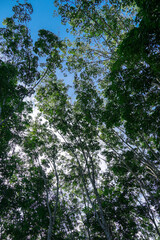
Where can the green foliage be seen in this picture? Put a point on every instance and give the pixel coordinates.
(88, 167)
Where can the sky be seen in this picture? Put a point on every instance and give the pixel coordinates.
(42, 17)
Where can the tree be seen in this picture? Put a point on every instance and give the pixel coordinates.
(54, 185)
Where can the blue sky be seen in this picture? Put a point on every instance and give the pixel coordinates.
(42, 17)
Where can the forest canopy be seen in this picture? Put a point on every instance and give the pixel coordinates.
(86, 166)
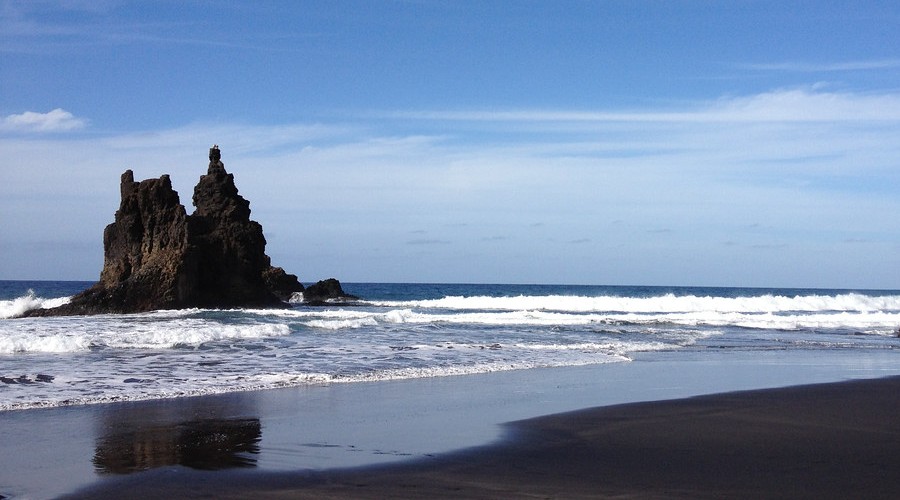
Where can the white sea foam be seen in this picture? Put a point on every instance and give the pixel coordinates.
(78, 334)
(668, 303)
(165, 354)
(18, 306)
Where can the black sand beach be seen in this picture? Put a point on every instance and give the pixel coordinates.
(838, 440)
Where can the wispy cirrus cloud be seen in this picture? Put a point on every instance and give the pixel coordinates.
(57, 120)
(784, 105)
(807, 67)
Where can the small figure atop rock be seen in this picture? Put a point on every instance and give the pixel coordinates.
(215, 156)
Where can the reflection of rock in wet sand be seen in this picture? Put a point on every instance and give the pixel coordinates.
(201, 444)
▬▬▬▬▬▬
**Instructions for the task:** Everything in the records except the pictures should be printed again exactly.

**Your solution:**
Where can the green foliage be seen in this picture? Put a point on every instance and give the pixel coordinates.
(88, 167)
Where can the sky be seen in this picture? Put a point on every instance and give the pixel coordinates.
(42, 17)
Where can the tree be seen in this picture? Put a point on every instance and give the pixel coordinates.
(54, 185)
Where can the blue sky be seen in this picture? Put a point on every instance and give the pixel coordinates.
(42, 17)
Where can the forest canopy be seen in this picture? Put a point on every instance and give the pixel coordinates.
(86, 166)
Where can the white sea foam be seen in this picture? Put a point on every instance and give the pixel coordinates.
(78, 334)
(668, 303)
(165, 354)
(18, 306)
Where can the black sand beach be seen in this picture? Put a point on every instance and give the pixel coordinates.
(838, 440)
Where can the wispy cirrus cloud be seen in this picture? Put a point on every instance and give the pixel coordinates.
(57, 120)
(784, 105)
(807, 67)
Where can the small figure atop rock be seen in this picture? Put a point on every instance and give the pixel coordinates.
(215, 156)
Where can the reflection of rock in wet sand be seen in this picture? Put a point on every instance and give the pixel coordinates.
(201, 444)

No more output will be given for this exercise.